> _Your assignment_
For the data below, work out how many lines contain the word "item" and supply only that number.

Dataset entries:
_ _ _ _ _

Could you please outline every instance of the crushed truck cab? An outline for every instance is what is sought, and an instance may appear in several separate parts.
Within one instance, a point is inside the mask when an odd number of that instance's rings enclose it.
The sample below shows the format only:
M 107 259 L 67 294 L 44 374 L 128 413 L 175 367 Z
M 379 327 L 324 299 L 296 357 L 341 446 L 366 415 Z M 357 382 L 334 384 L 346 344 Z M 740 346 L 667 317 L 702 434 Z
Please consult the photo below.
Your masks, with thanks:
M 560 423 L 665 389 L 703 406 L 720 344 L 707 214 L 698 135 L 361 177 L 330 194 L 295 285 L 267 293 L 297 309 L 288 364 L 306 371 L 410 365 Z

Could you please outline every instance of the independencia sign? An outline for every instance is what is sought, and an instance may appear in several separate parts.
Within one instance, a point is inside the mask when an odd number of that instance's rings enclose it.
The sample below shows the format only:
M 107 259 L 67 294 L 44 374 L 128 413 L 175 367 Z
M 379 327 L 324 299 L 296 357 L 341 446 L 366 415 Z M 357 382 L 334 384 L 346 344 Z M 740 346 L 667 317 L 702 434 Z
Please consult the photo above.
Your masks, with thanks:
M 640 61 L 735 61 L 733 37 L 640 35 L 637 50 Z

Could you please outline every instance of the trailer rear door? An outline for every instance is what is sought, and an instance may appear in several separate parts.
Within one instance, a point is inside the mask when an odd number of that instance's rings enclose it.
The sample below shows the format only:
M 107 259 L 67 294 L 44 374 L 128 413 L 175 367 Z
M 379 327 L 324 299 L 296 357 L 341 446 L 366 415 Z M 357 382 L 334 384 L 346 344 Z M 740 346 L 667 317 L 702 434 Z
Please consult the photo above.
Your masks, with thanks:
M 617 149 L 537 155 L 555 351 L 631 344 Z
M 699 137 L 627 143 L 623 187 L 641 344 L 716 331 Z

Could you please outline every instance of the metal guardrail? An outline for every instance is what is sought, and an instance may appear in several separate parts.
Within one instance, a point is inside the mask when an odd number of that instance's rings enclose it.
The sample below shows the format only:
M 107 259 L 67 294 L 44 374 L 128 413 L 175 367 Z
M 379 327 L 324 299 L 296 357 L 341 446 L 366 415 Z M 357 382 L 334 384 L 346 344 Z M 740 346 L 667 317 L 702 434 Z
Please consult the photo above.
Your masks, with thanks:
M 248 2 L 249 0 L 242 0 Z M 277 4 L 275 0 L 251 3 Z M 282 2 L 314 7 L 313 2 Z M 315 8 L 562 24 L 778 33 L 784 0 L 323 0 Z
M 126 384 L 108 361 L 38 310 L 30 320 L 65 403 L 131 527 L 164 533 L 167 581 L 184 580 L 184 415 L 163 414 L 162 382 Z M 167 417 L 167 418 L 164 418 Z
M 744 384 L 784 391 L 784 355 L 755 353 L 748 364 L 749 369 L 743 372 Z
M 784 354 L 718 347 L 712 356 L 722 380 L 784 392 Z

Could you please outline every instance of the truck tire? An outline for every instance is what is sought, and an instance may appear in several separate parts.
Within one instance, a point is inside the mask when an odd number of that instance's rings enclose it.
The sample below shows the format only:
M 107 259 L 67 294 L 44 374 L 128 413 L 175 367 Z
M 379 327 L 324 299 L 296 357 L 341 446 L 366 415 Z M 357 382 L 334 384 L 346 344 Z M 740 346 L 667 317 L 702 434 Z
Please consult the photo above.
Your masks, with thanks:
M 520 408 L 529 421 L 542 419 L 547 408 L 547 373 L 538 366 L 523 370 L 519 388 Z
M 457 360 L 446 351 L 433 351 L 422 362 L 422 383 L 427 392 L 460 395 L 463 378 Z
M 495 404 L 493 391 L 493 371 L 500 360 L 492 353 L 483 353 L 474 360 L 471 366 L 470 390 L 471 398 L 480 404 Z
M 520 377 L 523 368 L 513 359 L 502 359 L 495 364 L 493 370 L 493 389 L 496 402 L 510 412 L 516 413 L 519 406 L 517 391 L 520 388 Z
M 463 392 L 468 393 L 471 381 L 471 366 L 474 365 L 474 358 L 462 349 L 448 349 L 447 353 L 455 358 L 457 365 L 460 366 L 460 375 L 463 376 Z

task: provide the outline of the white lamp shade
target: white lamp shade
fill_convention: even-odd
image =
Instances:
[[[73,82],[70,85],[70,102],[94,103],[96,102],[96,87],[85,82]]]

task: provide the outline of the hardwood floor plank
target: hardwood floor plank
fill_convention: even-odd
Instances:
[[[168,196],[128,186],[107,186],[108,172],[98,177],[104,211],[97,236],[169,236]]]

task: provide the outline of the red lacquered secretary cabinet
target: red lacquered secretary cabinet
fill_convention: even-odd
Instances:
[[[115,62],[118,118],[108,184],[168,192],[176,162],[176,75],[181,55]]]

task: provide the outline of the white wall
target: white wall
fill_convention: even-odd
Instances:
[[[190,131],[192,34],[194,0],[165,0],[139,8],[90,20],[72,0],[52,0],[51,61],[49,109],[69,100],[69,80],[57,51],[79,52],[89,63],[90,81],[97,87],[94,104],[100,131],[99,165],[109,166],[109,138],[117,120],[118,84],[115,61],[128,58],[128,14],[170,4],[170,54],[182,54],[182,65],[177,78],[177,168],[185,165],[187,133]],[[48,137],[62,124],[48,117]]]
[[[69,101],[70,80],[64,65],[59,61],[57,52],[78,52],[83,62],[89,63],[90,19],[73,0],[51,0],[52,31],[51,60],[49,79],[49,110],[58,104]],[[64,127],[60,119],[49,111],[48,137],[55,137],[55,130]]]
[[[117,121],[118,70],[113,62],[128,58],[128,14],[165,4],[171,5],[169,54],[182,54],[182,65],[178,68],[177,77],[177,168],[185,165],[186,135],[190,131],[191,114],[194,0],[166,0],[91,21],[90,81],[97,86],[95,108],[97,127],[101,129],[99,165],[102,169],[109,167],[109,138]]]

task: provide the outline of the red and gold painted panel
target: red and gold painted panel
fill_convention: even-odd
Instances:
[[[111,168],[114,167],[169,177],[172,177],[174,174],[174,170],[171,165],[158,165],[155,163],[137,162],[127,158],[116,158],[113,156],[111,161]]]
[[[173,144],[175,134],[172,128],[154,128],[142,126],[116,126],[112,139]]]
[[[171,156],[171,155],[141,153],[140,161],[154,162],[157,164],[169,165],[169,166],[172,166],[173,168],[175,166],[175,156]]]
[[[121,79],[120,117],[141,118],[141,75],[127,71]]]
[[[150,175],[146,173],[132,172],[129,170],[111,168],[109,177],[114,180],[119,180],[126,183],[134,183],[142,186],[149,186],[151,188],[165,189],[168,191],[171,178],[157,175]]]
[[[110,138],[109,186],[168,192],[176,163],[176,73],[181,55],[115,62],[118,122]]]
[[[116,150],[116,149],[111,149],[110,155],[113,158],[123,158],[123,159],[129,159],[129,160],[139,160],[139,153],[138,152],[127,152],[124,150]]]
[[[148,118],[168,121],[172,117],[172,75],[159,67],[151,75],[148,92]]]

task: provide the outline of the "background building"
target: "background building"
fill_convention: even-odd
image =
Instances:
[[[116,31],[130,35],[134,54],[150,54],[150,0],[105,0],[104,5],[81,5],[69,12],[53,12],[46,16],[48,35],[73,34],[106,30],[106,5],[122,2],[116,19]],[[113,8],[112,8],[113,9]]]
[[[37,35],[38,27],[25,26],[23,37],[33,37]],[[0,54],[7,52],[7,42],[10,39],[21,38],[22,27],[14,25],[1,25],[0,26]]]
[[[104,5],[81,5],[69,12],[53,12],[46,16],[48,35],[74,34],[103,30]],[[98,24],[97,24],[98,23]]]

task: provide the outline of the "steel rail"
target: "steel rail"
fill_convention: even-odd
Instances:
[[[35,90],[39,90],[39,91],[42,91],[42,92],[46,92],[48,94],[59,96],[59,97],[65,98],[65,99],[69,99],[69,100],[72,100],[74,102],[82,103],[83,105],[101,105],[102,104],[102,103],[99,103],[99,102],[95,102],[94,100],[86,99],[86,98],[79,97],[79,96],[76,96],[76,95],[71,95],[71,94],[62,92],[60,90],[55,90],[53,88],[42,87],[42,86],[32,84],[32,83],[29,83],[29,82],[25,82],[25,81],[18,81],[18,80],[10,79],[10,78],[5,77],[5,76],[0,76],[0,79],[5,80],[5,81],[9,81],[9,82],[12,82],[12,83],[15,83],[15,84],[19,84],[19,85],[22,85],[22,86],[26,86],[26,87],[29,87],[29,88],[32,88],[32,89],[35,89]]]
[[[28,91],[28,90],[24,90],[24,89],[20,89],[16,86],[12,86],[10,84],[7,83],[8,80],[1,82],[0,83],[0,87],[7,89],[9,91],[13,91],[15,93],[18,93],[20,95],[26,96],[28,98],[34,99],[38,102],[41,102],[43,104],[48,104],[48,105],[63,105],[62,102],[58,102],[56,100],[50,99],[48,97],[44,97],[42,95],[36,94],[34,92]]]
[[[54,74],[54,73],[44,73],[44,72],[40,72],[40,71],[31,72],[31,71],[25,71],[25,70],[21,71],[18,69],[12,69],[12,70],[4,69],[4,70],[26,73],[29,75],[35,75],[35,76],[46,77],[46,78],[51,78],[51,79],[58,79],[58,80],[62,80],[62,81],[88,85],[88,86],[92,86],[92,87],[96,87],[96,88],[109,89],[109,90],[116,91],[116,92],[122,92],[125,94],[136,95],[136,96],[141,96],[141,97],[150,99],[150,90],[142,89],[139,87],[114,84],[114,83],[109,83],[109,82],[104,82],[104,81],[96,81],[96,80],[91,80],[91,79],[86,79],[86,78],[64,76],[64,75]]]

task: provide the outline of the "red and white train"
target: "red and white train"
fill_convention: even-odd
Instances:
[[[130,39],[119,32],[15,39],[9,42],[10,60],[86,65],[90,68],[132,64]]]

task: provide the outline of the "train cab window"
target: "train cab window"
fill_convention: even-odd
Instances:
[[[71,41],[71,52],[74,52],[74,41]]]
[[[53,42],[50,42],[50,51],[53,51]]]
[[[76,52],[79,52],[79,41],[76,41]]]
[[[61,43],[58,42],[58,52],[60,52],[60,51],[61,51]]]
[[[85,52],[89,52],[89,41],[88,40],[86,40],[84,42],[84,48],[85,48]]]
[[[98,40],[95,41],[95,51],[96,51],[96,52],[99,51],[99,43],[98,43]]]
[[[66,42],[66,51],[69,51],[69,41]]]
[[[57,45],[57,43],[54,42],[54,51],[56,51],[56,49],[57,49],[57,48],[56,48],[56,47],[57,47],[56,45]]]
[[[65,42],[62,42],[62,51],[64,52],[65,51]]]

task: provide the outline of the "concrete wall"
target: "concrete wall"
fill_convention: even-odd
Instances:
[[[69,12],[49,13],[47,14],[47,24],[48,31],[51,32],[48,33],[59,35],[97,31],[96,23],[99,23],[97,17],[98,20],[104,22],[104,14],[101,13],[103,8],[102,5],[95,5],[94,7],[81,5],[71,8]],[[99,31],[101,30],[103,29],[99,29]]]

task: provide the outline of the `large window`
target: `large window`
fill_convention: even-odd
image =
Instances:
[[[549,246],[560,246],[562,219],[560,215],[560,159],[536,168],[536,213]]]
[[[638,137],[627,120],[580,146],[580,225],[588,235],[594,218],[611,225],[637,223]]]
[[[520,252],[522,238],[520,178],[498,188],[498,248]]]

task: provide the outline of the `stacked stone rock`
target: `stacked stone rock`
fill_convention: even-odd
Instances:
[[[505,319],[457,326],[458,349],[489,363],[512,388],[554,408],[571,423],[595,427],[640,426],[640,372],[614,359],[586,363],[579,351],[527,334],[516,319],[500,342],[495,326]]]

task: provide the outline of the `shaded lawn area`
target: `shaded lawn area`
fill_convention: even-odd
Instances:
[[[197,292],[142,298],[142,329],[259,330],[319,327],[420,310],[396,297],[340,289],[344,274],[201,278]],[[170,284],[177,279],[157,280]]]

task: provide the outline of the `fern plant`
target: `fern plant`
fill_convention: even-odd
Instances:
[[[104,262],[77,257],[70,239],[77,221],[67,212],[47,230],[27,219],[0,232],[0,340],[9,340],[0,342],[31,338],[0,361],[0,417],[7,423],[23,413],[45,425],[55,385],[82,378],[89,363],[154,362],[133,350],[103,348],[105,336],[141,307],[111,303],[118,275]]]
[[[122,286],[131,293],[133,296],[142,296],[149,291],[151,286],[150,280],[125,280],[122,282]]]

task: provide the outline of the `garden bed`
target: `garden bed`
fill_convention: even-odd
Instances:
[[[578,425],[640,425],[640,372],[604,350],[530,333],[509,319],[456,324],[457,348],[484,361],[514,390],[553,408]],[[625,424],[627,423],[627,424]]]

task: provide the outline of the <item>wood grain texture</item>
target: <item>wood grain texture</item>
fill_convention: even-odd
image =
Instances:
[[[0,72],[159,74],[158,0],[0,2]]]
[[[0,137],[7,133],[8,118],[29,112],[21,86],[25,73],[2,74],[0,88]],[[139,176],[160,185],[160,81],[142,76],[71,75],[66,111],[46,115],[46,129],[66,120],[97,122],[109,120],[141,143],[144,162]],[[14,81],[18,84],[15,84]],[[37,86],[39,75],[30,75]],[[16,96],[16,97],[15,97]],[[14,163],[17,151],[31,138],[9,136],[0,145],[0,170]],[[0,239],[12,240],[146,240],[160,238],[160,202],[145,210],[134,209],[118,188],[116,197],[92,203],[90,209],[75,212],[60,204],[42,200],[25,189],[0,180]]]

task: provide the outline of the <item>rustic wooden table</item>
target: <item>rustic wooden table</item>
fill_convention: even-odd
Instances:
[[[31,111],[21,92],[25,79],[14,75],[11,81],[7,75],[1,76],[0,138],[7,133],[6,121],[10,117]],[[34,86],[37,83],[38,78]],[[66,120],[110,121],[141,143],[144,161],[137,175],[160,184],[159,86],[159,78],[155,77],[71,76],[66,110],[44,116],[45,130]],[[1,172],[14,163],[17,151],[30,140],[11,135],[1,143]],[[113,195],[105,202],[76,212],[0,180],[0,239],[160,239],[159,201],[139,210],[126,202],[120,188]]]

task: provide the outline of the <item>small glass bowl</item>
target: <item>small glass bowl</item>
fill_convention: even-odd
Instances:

_ _ _ _ _

> _Answer below_
6